----- Selected excerpt -----

I propose to monitor four still-bright recent galactic novae in BVRI.
A small fraction of the novae do more than just fade away - it is these that provide clues to the physics of the novae and their shells.
Our long-term monitoring program began in 2003, and continued until the retirement of the Andicam dual-channel photometer on the SMARTS/CTIO 1.3m in
July 2019. Since then we have relied on AAVSO alerts for the more critical targets, and have proposed to LCO for time to continue to follow the fainter
(V>15) targets. By off-loading this more-or-less routine monitoring to AAVSOnet, we can free up the southern observers to tackle more timely targets. These observations
will support our on-going high dispersion spectroscopic studies.
These targets are located in the vicinity of the Galactic center, and become observable again between October 2019 and February 2020.
Our targets are:
- V1280 Sco. This bright nova is stalled at V~11, some 6-7 mag brighter than its pre-outburst brightness. It is varying apparently randomly with 11.5<V<10.3;
there are no color variations. We continue to obtain high dispersion spectra; the line spectrum is unlike any other nova I have observed. When
bright (V<10.5) the spectrum is dominated by low excitation lines of Fe II; when faint (V>11) a hot spectrum (He II, N III, C IV) with forbidden lines
([O III], [Fe VII]) appears. We seek to quantify the repeatability of the two excitation states and develop a model. At some point the system must fade
some 6-7 mag back to its pre-outburst state.
The target flickers by a few tenths of a mag each night.

----- Data provided -----

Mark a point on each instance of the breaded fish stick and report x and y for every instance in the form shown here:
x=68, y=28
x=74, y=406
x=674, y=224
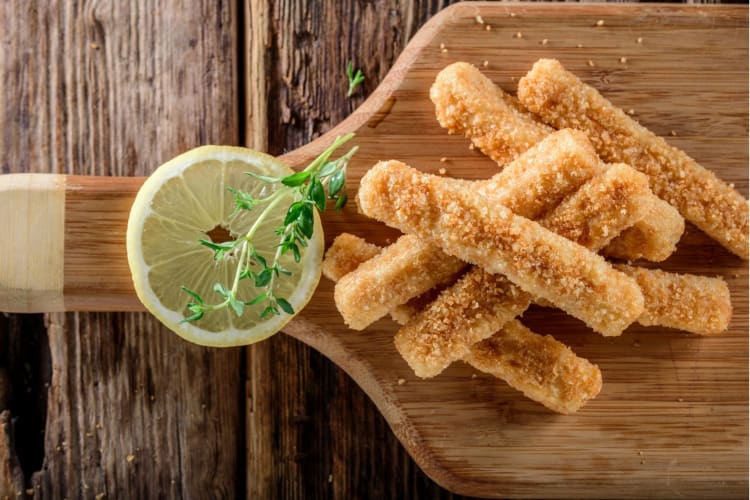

-----

== What this task involves ==
Answer these questions from the nova monitoring proposal, each on its own line:
(a) In what year did the long-term monitoring program begin?
(b) Between which months do the targets become observable again?
(c) What dominates the spectrum of V1280 Sco when it is bright (V<10.5)?

== Output below ==
(a) 2003
(b) Between October 2019 and February 2020
(c) Low excitation lines of Fe II